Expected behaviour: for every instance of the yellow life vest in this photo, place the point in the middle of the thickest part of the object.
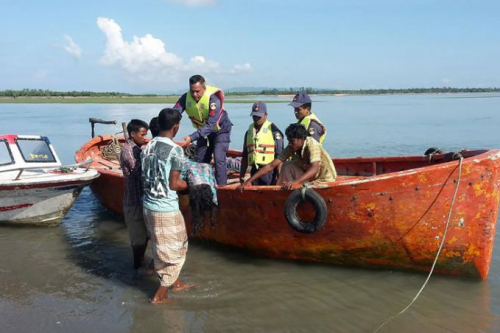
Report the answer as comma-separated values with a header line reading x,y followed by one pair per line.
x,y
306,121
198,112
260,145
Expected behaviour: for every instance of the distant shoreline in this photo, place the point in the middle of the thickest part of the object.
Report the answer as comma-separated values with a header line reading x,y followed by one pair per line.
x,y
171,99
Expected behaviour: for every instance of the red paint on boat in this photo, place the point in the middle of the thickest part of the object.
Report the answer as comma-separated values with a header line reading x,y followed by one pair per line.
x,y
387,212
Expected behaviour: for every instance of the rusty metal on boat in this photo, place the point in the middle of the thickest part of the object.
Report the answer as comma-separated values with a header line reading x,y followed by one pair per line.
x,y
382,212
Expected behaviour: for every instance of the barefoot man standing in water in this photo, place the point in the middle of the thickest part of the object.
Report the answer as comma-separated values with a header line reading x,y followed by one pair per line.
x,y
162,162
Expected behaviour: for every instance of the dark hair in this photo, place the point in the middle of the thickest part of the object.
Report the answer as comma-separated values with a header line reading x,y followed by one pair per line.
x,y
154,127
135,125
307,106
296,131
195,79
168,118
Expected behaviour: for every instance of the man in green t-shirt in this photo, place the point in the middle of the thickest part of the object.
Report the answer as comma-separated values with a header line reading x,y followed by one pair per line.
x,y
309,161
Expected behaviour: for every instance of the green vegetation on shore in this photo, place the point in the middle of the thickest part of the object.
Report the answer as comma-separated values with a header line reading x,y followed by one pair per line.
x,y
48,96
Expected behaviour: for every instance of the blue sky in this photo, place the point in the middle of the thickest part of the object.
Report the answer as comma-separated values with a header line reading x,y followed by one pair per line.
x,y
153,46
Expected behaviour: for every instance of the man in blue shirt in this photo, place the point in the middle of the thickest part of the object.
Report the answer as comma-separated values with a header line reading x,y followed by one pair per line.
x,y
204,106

==

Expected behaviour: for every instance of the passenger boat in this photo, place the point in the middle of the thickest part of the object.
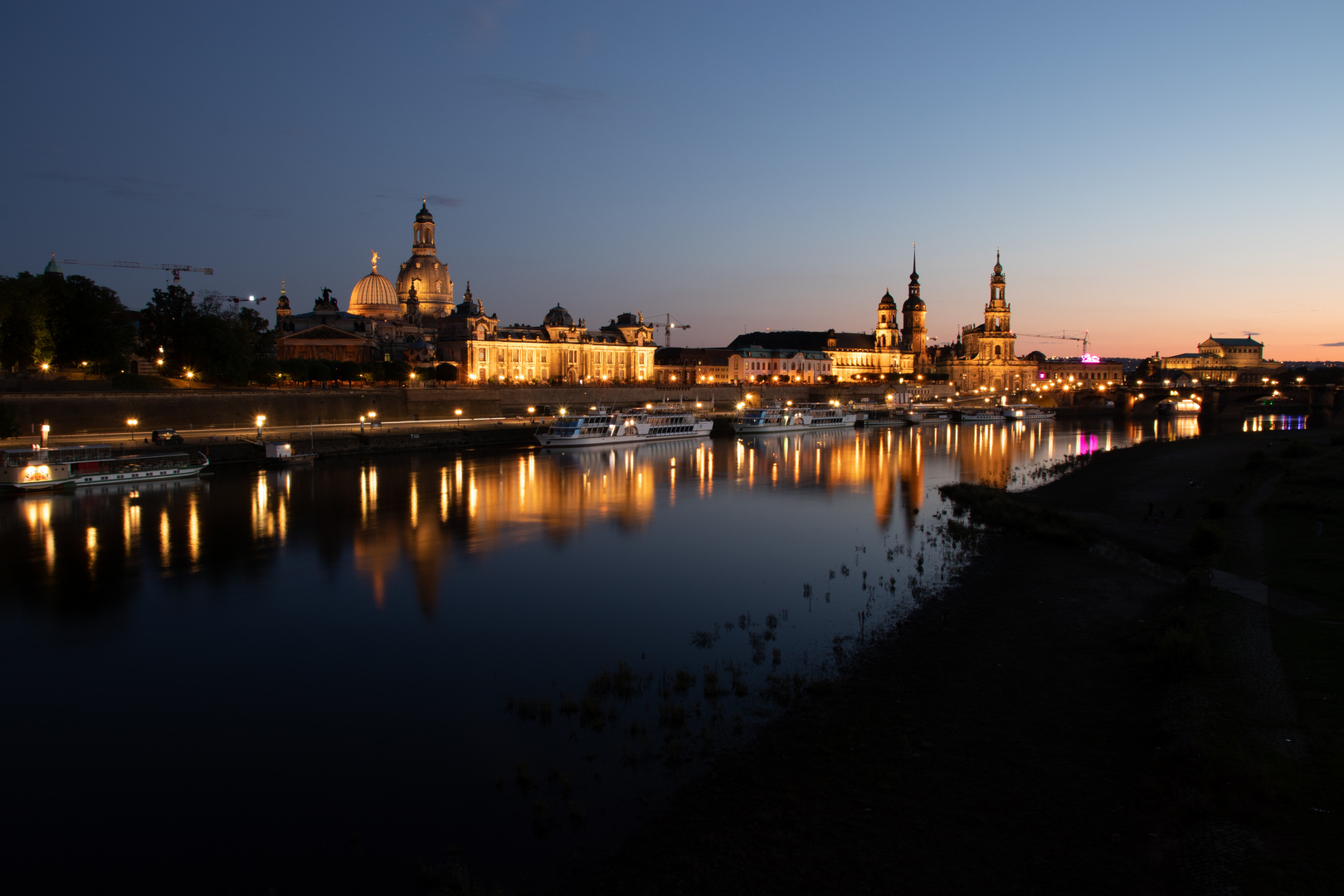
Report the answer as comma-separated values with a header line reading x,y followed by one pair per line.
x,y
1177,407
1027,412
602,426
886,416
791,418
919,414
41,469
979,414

WORK REQUIRED
Sift the data above for lines with "boat", then copy each one.

OUTPUT BELOW
Expected behaviour: for every instance of the red paint on boat in this photo, place the point in the middle of the thickest part of the object.
Expected behaviour: for every instance of the rusty metal on boat in this photo, place the point in the middle of the thickest part of the object.
Expected behaviour: for every instance of the passenger boat in this photo, place the point in the middle of the thickest part of the object.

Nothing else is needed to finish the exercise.